═══ Supplied passage

Portland, Oregon’s assistant police chief says no.

“We are obliged to adhere to the federal government’s categorization of marijuana as a Schedule I drug and to be a 100% drug-free workplace,” Davis said.

The Portland Police Bureau is struggling to fill positions for a vacancy rate of about 12%. Officials have had to reevaluate their approach to drug testing as a result. (Photo courtesy of Portland Police Bureau.)

What Other Agencies are Doing

With drug tests and restrictions on marijuana users shrinking the pool of recruits and police officers retiring faster than departments can fill the vacancies, other police departments are adapting.

According to a report by the Police Executive Research Forum (PERF), some police recruiters are relaxing rules on past drug use, while other departments are offering large bonuses, four-day work weeks, or even changing their standards on tattoos.

So far, not much seems to be helping.  Of the nearly 400 police departments surveyed by PERF, 66% said their number of applicants was still decreasing.

The Spare Foot Blog along with job site Indeed listed the 10 metro areas with the most demand and job listings for police officers. Five are in California and the others are in Washington, D.C., Denver, Atlanta, Houston, and Dallas. Adult-use marijuana is legal in California, Colorado, and the District of Columbia.

══════
═══ Record set

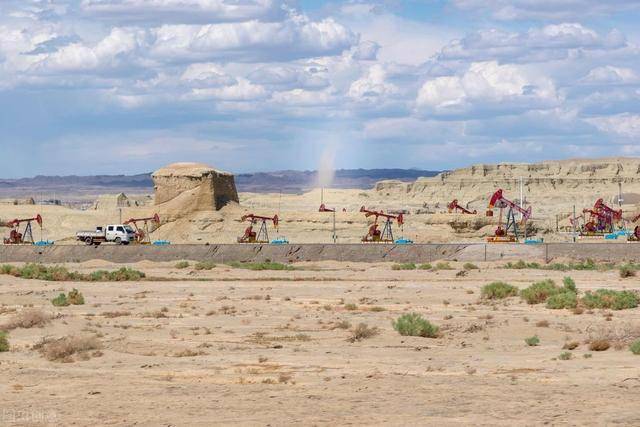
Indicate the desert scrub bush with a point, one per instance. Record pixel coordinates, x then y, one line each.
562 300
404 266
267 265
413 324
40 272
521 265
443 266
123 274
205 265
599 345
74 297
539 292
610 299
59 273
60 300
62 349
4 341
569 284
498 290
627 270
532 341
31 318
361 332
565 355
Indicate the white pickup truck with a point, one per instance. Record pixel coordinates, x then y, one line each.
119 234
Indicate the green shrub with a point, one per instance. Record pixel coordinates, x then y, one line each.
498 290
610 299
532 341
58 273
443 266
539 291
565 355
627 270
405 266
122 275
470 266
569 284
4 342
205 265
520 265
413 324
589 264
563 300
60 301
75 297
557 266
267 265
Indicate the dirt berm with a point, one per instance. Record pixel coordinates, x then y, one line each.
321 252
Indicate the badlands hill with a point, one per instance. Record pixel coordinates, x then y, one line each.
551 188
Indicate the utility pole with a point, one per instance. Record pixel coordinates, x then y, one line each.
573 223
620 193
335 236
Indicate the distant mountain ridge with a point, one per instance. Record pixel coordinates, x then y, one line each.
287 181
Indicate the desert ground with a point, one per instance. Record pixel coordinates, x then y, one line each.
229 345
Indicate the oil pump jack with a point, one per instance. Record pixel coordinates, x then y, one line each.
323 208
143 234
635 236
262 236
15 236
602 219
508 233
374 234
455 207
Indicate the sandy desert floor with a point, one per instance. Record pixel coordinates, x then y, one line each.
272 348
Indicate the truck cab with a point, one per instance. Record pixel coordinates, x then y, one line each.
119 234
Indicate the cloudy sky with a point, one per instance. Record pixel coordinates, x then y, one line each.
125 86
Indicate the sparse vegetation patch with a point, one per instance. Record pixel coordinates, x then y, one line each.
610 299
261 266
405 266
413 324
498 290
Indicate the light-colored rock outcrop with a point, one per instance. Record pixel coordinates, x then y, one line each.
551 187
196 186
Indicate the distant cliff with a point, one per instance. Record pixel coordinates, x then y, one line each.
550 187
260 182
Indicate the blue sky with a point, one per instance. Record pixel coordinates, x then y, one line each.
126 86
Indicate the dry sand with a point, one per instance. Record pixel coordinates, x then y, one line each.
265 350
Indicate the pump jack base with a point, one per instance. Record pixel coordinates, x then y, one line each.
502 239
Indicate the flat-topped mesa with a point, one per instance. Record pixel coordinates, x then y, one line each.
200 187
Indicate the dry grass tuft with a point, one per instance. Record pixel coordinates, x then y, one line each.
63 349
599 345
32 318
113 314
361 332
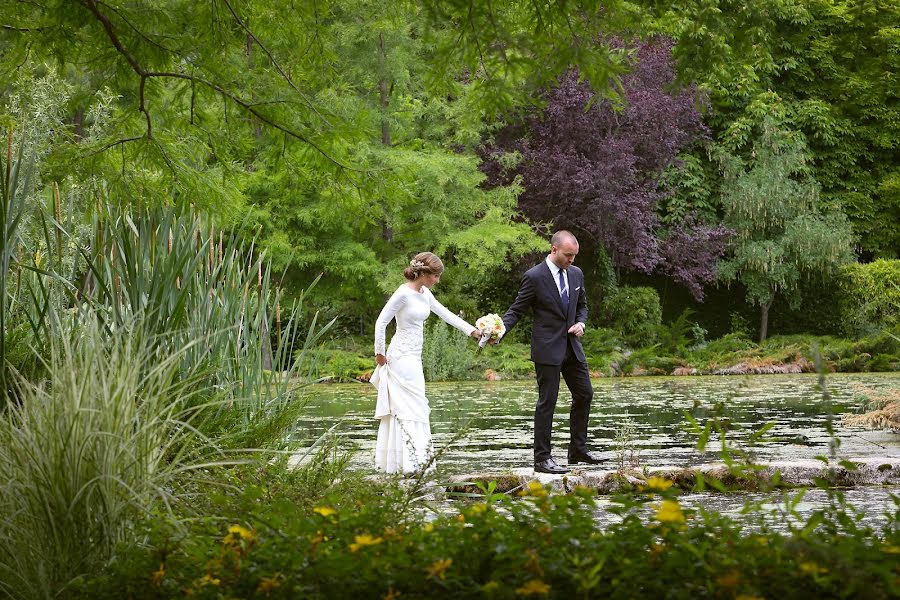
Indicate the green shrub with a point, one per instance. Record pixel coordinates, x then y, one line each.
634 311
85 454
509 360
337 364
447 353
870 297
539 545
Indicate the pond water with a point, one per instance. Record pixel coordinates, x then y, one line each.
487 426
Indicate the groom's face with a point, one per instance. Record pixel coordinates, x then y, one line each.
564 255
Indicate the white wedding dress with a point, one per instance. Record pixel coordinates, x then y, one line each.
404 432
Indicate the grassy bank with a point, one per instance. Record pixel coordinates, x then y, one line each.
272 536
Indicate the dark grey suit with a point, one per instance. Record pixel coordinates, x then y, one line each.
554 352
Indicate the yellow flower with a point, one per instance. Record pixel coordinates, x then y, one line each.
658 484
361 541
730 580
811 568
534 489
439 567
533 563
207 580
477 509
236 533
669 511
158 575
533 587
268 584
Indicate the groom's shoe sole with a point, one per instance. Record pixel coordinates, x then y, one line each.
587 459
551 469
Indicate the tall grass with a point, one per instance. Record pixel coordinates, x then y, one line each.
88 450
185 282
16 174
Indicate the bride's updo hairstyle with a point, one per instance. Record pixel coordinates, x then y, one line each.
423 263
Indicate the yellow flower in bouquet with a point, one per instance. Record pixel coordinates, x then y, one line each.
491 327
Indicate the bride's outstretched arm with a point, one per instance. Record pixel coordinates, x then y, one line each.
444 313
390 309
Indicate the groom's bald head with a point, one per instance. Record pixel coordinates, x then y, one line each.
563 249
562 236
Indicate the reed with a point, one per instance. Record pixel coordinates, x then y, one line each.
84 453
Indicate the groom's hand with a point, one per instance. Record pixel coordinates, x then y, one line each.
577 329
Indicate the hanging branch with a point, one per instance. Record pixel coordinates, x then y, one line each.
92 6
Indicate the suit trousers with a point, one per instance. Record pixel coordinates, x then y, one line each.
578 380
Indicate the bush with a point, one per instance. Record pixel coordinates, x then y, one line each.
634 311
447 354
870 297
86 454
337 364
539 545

══════
═══ Record set

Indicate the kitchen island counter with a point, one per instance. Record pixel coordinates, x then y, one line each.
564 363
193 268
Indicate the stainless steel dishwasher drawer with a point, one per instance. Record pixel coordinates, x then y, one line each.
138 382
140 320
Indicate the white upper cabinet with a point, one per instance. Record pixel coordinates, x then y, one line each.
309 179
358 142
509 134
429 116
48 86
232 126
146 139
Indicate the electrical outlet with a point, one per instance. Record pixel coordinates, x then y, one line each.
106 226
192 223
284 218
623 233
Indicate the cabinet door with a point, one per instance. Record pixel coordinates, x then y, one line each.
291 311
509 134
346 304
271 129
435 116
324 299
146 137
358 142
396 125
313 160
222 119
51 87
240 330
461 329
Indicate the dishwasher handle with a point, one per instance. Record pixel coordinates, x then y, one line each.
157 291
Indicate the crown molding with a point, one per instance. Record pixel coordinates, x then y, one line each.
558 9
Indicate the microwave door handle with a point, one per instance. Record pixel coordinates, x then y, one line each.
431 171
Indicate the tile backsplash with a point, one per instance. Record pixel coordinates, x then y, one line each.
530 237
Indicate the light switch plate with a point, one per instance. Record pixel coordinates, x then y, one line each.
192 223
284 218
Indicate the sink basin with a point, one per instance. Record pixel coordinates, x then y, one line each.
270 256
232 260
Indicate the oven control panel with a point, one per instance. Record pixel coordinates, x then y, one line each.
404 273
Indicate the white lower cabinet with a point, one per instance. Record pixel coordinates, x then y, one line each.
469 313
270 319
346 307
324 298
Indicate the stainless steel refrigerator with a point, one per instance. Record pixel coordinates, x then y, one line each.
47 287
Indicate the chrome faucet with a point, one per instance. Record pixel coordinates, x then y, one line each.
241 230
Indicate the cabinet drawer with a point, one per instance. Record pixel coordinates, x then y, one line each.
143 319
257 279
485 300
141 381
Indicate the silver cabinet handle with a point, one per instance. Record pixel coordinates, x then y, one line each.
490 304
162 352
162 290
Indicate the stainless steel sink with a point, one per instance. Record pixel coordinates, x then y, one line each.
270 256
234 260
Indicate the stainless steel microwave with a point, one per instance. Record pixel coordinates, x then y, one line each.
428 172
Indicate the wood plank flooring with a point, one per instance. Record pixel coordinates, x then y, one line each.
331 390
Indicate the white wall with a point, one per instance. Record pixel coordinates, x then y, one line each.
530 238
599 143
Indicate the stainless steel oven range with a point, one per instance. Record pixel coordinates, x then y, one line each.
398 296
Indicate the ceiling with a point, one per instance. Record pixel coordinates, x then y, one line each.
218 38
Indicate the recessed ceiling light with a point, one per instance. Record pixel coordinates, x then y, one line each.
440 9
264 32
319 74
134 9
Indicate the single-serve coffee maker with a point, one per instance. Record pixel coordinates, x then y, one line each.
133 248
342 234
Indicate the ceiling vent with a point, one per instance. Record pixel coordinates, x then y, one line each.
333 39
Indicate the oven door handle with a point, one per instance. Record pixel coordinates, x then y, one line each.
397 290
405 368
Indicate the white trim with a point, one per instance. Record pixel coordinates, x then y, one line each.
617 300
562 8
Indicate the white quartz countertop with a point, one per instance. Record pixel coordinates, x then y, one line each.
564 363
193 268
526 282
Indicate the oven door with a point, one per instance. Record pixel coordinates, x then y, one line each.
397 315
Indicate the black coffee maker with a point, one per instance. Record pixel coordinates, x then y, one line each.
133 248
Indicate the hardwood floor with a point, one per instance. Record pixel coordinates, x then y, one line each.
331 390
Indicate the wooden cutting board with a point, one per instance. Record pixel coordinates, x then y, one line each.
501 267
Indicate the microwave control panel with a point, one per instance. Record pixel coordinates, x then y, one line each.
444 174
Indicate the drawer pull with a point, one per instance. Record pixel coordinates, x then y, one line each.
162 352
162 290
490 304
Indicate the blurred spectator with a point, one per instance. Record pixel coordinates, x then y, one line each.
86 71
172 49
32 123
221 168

══════

* The tasks
(a) Retype the passage on police hiring and marijuana, starting at "With drug tests" and ending at "standards on tattoos.".
(b) Extend the passage on police hiring and marijuana by writing what follows its final sentence.

* Answers to the problems
(a)
With drug tests and restrictions on marijuana users shrinking the pool of recruits and police officers retiring faster than departments can fill the vacancies, other police departments are adapting.

According to a report by the Police Executive Research Forum (PERF), some police recruiters are relaxing rules on past drug use, while other departments are offering large bonuses, four-day work weeks, or even changing their standards on tattoos.

(b)
The Dallas Police Department, under Chief U. Reneé Hall, is taking another look at applicants who would normally not qualify because of minor drug-use infractions. They will now be viewed on a case-by-case basis.

A New Theory of Policing

It wasn’t always this difficult. A decade ago, the Seattle Police Department received 3,000 applicants for just 10 openings, according to ABC News. In 2018, Seattle’s police recruit applications declined by nearly 57 percent in a department where the starting salary is $79,000 and the City Council recently approved a $1,500 signing bonus.

Jeffrey Fagan, Professor of Law at Columbia Law School in New York, has an entirely different take on how to deal with the police shortage in the U.S. and it’s not higher pay or marijuana-related.

“It’s a question we never really ask: How many police officers do we really need? We only ask how many police we can afford,” said Fagan, whose research and scholarship examines policing, the legitimacy of criminal law, capital punishment, and juvenile crime and punishment.

“I don’t think the answer is more police. The answer is a smaller number of smarter police, more temperate, seriously well-trained and highly regulated professionals,” said Fagan via email. “And far fewer of them.”


Featured Image: A generational shift may be behind a police recruit shortage in Portland and beyond. The job and the people it appeals to have changed to focus on helping people, but drug-testing fears have thinned the ranks of potential recruits. (Photo courtesy of Portland Police Bureau)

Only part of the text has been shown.